COMPITO ASSEGNATO A: Nel brano sulla Gītā, quanti aspetti del Divino distingue il pensiero tradizionale indù?

----- BRANO ESTRATTO -----

Se ci si vuole spogliare dell’idea del corpo e operare sul piano dell’intelletto superiore, ci s’incammina progressivamente verso l’Identità; si può passare, così, dal Dualismo al Monismo fino all’Advaita: Uno-senza-secondo. Se si desidera conservare l’idea del corpo, di fronte a Dio si sostiene un ruolo di servitore, adoratore, devoto, ma questa posizione dualista consente, tuttavia, la purificazione dell’io.
Esistono, dunque, molteplici aspetti del Divino che, dal punto di vista metafisico, vanno dalla concezione più “tangibile” e “concreta” a quella più “sottile” e “noumenica”.
Quest’insegnamento del differente accostamento alla Realtà è sintetizzato nella Gītā. Non si deve, però, pensare che ciò significhi confusione o disordine sul piano spirituale. L’idea di una religione o fede dogmatica uguale per tutti è assolutamente estranea allo spirito indiano. Ogni individuo differisce dal suo simile per la sua struttura mentale, le sue aspirazioni e per la gradazione dei suoi bisogni. (Da questa esigenza sono nati gli ordini sociali). Occorre, dunque, che egli trovi la formula ottimale inerente alla sua particolare esigenza spirituale. Il suo karma è, quindi, di scoprire la verità relativa al suo stato e di esprimerla perché ciò costituisce il suo dharma (dovere).
Si potrà notare in seguito come Krsna gradatamente fa riconoscere ad Arjuna la sua vera condizione coscienziale, che è quella del guerriero, e l’imprescindibile dovere (dharma) di assecondarla e svelarla nell’azione.
Il pensiero tradizionale indù abbraccia così tutte le possibili condizioni coscienziali dell’uomo e usa distinguere quattro aspetti del Divino che possono essere appunto adeguati ai differenti livelli di comprensione umana.
a L’aspetto dell’Assoluto, Brahman nirguna senza attributi, l’Uno-senza-secondo. Sentiero metafisico puro. L’Asparśavāda (il sentiero del senza sostegno, del non-contatto) di Guadapāda e il Vedānta Advaita di Śamkara portano a questo ardito volo.

-----

COMPITO ASSEGNATO B: Presenta tutte le righe delle voci seguenti come elenco numerato, omettendo le righe vuote.

----- VOCI DA ELABORARE -----

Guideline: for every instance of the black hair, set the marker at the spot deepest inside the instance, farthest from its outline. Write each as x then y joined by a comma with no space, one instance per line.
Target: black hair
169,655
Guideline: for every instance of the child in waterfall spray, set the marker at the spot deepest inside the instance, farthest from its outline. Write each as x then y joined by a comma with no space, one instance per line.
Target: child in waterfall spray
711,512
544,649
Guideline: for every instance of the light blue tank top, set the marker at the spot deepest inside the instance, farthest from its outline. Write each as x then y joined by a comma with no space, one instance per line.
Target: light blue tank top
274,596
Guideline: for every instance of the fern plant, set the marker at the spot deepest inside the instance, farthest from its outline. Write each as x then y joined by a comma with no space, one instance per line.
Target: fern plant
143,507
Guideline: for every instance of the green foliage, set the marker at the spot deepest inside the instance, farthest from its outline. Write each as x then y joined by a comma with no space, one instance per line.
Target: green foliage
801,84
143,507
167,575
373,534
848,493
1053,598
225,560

-----

RISULTATO DEL COMPITO A: Quattro aspetti del Divino.

RISULTATO DEL COMPITO B:
1. Guideline: for every instance of the black hair, set the marker at the spot deepest inside the instance, farthest from its outline. Write each as x then y joined by a comma with no space, one instance per line.
2. Target: black hair
3. 169,655
4. Guideline: for every instance of the child in waterfall spray, set the marker at the spot deepest inside the instance, farthest from its outline. Write each as x then y joined by a comma with no space, one instance per line.
5. Target: child in waterfall spray
6. 711,512
7. 544,649
8. Guideline: for every instance of the light blue tank top, set the marker at the spot deepest inside the instance, farthest from its outline. Write each as x then y joined by a comma with no space, one instance per line.
9. Target: light blue tank top
10. 274,596
11. Guideline: for every instance of the fern plant, set the marker at the spot deepest inside the instance, farthest from its outline. Write each as x then y joined by a comma with no space, one instance per line.
12. Target: fern plant
13. 143,507
14. Guideline: for every instance of the green foliage, set the marker at the spot deepest inside the instance, farthest from its outline. Write each as x then y joined by a comma with no space, one instance per line.
15. Target: green foliage
16. 801,84
17. 143,507
18. 167,575
19. 373,534
20. 848,493
21. 1053,598
22. 225,560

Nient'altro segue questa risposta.